[Stored data entries]
┄┄┄┄┄┄┄┄┄┄

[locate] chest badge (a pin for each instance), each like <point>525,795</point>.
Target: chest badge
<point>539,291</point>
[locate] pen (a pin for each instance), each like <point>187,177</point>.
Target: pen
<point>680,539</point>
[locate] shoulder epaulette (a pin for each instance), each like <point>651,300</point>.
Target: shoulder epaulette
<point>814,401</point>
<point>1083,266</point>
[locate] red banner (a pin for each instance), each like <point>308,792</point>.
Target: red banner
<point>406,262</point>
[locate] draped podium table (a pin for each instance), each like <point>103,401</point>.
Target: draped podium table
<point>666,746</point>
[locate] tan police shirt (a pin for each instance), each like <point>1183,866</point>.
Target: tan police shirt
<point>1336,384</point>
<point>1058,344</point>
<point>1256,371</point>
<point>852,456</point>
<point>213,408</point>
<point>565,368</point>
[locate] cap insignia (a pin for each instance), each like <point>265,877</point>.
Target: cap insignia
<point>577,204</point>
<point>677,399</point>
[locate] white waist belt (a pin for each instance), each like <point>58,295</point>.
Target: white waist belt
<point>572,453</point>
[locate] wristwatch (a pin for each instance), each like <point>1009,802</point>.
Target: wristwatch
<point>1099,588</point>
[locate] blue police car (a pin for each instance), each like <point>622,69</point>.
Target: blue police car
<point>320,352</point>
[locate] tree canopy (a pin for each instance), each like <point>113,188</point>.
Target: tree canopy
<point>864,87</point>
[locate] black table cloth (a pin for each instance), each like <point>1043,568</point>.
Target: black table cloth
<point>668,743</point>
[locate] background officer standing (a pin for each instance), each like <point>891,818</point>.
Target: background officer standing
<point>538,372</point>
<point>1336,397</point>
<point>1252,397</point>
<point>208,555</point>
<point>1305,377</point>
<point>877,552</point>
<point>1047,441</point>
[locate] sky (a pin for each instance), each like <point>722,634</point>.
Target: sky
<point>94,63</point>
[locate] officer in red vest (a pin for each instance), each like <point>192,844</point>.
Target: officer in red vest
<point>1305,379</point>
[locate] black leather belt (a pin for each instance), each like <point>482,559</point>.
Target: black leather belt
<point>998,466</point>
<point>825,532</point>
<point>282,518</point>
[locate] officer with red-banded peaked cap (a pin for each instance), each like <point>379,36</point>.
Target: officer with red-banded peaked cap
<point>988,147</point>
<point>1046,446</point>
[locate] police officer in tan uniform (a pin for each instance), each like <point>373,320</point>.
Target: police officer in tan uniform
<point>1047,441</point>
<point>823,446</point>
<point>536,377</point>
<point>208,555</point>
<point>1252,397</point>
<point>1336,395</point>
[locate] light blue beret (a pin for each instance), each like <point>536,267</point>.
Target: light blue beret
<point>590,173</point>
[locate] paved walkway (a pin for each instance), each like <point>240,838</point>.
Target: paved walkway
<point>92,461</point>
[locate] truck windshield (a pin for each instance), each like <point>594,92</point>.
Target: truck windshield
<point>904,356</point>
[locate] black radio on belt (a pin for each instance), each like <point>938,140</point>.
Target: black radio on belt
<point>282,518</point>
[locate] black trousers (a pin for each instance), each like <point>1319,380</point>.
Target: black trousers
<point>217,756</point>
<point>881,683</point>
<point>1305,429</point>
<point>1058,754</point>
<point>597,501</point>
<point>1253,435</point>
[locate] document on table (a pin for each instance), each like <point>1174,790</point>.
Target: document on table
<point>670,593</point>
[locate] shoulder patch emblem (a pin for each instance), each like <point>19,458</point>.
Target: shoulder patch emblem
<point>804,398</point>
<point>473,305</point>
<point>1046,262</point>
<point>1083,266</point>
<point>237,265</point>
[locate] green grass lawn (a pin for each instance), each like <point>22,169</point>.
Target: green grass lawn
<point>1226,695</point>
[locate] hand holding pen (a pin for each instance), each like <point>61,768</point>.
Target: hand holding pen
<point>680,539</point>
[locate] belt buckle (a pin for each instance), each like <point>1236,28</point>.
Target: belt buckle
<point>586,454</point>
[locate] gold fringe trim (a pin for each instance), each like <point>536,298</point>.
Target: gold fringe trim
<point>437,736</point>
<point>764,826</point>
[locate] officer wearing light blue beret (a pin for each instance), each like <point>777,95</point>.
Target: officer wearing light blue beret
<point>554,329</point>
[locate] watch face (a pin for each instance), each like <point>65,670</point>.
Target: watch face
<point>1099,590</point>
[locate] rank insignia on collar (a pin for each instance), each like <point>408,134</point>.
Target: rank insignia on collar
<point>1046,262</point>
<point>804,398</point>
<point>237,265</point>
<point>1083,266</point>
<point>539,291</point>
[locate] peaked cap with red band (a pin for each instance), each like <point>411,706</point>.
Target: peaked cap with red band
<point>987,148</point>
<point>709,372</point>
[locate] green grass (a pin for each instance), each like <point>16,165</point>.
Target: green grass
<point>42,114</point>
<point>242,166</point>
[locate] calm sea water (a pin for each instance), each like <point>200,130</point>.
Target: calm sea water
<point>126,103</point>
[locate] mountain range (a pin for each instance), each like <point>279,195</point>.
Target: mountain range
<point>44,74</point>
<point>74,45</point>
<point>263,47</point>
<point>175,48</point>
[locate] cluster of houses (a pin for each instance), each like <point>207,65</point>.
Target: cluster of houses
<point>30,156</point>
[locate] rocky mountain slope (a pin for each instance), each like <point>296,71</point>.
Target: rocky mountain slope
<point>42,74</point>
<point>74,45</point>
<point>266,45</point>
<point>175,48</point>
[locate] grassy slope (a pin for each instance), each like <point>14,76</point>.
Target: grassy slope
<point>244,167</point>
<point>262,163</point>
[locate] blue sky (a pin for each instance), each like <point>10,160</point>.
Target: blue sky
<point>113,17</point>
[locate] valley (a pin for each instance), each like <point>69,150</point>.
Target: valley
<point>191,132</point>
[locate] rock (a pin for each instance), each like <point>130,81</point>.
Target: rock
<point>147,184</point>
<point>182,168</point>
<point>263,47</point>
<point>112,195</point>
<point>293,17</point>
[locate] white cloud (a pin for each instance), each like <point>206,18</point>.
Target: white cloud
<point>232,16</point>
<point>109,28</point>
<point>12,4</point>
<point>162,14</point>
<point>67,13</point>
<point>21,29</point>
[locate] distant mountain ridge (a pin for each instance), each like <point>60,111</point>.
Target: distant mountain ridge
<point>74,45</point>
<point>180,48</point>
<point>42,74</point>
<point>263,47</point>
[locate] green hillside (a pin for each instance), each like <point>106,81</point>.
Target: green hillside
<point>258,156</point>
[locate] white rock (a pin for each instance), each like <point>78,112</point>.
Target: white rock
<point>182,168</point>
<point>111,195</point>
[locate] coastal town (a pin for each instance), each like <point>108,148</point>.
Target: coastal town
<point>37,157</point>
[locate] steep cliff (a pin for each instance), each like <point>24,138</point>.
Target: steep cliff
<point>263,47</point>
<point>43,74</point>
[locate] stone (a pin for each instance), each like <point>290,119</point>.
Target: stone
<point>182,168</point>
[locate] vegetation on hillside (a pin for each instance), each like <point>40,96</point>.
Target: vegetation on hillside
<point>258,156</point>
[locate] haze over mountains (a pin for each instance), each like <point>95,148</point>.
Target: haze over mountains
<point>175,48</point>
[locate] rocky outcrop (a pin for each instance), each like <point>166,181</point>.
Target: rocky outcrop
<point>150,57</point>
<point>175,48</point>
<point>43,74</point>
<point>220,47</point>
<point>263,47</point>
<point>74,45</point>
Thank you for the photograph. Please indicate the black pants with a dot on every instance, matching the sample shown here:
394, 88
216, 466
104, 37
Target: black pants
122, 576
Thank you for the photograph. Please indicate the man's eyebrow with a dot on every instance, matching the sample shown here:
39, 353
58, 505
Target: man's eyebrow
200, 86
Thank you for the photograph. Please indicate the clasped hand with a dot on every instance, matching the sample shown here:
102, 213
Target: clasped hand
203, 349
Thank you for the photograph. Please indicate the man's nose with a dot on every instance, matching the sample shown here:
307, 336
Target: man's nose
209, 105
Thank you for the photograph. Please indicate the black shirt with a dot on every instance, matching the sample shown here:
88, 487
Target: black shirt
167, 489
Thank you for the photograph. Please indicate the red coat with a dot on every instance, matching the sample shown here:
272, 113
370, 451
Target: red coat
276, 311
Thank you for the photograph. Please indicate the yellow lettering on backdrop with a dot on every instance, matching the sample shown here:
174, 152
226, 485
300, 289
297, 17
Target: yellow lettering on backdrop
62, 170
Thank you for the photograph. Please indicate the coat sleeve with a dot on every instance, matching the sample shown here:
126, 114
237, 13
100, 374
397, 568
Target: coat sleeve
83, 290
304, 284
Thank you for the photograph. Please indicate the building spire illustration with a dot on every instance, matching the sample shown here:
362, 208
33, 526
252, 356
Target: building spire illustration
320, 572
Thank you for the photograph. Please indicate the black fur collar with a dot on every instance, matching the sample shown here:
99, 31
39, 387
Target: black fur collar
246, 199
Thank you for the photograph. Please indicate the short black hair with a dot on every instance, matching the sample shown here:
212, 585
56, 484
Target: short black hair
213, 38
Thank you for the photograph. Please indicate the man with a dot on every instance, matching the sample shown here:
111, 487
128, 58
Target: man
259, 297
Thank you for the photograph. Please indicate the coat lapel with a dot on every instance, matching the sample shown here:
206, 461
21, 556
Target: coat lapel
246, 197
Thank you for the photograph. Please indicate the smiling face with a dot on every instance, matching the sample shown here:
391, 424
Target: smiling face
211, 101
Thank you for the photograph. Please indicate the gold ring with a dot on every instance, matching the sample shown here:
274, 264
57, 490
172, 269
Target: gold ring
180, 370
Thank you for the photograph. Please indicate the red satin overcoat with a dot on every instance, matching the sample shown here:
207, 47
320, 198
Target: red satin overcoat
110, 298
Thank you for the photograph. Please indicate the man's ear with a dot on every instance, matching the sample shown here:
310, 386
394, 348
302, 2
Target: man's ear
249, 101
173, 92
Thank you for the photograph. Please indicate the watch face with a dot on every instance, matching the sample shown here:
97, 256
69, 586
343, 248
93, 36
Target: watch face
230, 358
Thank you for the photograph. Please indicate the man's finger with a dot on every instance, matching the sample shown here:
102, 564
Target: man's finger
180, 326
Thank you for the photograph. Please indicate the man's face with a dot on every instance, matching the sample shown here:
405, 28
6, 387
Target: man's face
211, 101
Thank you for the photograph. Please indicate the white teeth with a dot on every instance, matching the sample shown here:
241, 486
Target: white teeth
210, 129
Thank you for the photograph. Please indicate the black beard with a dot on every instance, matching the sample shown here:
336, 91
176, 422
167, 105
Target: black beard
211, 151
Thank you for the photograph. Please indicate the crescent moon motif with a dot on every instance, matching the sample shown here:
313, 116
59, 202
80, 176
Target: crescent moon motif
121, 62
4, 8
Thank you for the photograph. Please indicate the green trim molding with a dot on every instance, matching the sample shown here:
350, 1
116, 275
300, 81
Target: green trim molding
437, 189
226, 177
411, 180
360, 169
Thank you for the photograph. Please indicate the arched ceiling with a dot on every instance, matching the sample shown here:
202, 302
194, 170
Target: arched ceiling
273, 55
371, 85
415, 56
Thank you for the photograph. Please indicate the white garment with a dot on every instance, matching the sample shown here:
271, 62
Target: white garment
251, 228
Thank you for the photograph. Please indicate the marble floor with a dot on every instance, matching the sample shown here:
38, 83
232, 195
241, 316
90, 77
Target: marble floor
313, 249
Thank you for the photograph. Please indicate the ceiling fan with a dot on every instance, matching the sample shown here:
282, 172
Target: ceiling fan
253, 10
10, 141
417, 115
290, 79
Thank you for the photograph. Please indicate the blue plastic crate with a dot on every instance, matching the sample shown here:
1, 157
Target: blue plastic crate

┄┄┄┄┄┄┄┄┄┄

**PROBLEM REQUIREMENTS**
Whenever a line above includes the string "plastic", copy it.

**SOLUTION TO THIS EXERCISE**
Thank you for the photograph. Please indicate the blue plastic crate with a dot on every instance, matching the sample shown here:
Target: blue plastic crate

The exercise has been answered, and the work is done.